§ **SUPPLIED PASSAGE**:
>> start

For just over 125 years, the mystery of the Jack the Ripper serial murders has been fodder for books, movies and periodic re-openings of the unsolved cases. But after years of investigation, a retired detective is confident he has finally found the culprit behind some, if not all, of the killings attributed to the infamous "Jack."
Past attempts to identify the man who supposedly terrorized London in the late 19th century have implicated artist Vincent Van Gogh, Alice in Wonderland author Lewis Carroll and even relatives of Queen Victoria. But retired homicide detective Trevor Marriott says that after 11 years of investigation, he believes German merchant sailor Carl Feigenbaum committed an unknown number of the murders.
Marriott, who hails from Bedfordshire, England, told British site Express that he came to his conclusion via old-school document analysis and high-tech forensic science. He also said he found that Hollywood and myth have "distorted" many facts of the case over the years.

>> end

§ **DIRECTIONS**:
a) In the Jack the Ripper passage, rewrite the text from "Past attempts to" to "over the years.", substituting "Kent" for "Bedfordshire".
b) Based on the Jack the Ripper passage, answer yes or no to each statement and quote the words that decide it: (i) Marriott investigated the case for 11 years. (ii) Marriott believes Feigenbaum committed every one of the murders. (iii) Marriott reached his conclusion through document analysis alone.
c) Carry on the Jack the Ripper article from its last sentence.

§ **RECORDED INFORMATION**:
>> start

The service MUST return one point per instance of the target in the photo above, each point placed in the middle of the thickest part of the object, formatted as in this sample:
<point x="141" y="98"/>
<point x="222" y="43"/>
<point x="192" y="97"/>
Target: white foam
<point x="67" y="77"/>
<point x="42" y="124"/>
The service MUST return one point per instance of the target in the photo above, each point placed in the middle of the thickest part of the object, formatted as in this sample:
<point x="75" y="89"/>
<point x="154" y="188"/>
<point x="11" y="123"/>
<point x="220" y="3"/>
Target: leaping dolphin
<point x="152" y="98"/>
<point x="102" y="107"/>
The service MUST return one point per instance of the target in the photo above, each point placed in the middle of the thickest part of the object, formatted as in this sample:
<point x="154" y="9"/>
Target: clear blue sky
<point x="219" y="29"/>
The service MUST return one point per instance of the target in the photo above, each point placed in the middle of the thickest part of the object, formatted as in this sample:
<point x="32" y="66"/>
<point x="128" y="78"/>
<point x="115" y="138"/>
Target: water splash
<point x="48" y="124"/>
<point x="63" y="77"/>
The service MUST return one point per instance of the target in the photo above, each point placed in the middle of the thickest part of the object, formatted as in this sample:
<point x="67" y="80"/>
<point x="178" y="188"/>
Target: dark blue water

>> end

§ **ANSWERS TO THE PROBLEMS**:
a)
Past attempts to identify the man who supposedly terrorized London in the late 19th century have implicated artist Vincent Van Gogh, Alice in Wonderland author Lewis Carroll and even relatives of Queen Victoria. But retired homicide detective Trevor Marriott says that after 11 years of investigation, he believes German merchant sailor Carl Feigenbaum committed an unknown number of the murders.
Marriott, who hails from Kent, England, told British site Express that he came to his conclusion via old-school document analysis and high-tech forensic science. He also said he found that Hollywood and myth have "distorted" many facts of the case over the years.

b)
(i) Yes: "after 11 years of investigation"
(ii) No: "committed an unknown number of the murders"
(iii) No: "via old-school document analysis and high-tech forensic science"

c)
What does appear to be true is that between Aug. 31, 1888, and Nov. 9, 1888, five women -- Mary Ann Nichols, Annie Chapman, Elizabeth Stride, Catherine Eddowes and Mary Jane Kelly -- were stabbed to death within one-fourth of a mile from each other in the Whitechapel neighborhood of London, reports CBS News. Some accounts claim the victims were disemboweled post-mortem; most assume a number of the victims were prostitutes and were all killed by the same man.
The former policeman's quest to uncover the truth has not always been an easy one. He took Scotland Yard to court in 2011 in a costly effort to force the agency to hand over thousands of pages of notes and tips from informants, reports The Telegraph.
By that time, Marriott had begun to zero in on Feigenbaum, a sailor whose ships often docked near the neighborhood where many of the unsolved murders occurred, according to Express.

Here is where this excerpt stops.